Directions for this task: From the line containing "dark roof in the photo above." down to the last line of the records below, copy every line exactly. Leave out everything before it.

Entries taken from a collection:
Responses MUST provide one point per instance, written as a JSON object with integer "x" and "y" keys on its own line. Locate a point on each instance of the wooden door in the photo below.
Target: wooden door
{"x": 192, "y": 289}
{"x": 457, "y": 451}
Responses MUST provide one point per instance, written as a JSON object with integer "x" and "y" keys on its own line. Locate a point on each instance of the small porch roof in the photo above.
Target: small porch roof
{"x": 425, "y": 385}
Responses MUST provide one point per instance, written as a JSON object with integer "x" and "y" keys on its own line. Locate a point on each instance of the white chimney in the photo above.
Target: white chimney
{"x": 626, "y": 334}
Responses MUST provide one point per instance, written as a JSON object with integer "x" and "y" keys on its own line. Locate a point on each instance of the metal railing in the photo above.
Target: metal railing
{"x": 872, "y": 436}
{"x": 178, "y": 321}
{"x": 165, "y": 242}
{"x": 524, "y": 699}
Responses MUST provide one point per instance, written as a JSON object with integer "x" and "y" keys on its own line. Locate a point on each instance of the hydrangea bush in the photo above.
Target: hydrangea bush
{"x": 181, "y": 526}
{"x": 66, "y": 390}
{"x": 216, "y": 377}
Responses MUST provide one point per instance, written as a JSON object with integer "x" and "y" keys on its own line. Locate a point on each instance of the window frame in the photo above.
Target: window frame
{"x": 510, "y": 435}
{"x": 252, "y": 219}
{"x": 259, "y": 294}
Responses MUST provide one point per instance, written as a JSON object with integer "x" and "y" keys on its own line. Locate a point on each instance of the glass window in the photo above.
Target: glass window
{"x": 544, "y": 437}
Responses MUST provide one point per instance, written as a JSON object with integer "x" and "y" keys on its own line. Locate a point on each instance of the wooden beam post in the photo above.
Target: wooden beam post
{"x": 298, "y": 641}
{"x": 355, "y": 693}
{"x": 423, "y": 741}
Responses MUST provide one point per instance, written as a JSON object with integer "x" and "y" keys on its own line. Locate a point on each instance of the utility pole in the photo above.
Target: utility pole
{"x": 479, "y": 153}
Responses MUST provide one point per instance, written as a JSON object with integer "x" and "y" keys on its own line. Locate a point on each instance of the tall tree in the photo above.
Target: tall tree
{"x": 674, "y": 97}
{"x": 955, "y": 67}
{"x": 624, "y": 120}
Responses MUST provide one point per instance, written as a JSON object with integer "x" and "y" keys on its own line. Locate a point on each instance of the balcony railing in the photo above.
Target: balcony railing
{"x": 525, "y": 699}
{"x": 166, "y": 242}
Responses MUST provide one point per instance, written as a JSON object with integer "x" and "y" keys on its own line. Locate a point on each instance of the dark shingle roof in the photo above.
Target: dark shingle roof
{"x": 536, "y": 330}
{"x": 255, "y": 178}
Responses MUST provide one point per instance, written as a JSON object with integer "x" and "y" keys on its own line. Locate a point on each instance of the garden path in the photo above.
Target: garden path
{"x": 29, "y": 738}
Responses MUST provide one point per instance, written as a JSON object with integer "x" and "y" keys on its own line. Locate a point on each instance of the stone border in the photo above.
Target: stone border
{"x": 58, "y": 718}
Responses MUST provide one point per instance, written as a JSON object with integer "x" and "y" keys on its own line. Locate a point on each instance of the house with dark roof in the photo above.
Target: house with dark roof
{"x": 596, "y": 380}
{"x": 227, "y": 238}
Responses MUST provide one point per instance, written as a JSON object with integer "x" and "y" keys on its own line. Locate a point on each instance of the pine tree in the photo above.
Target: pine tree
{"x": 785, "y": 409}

Task answer:
Responses MUST provide one point per instance, written as a JSON object with integer "x" and "y" keys on its own line. Locate a point on each instance of the house with dark roof in the photo above.
Target: house with dark roof
{"x": 596, "y": 380}
{"x": 227, "y": 238}
Responses MUST provide one point per instance, written as a JSON object with integer "x" and "y" keys on its own line. Locate a point on each instance of the pine tree in the photo above.
Target: pine tree
{"x": 785, "y": 409}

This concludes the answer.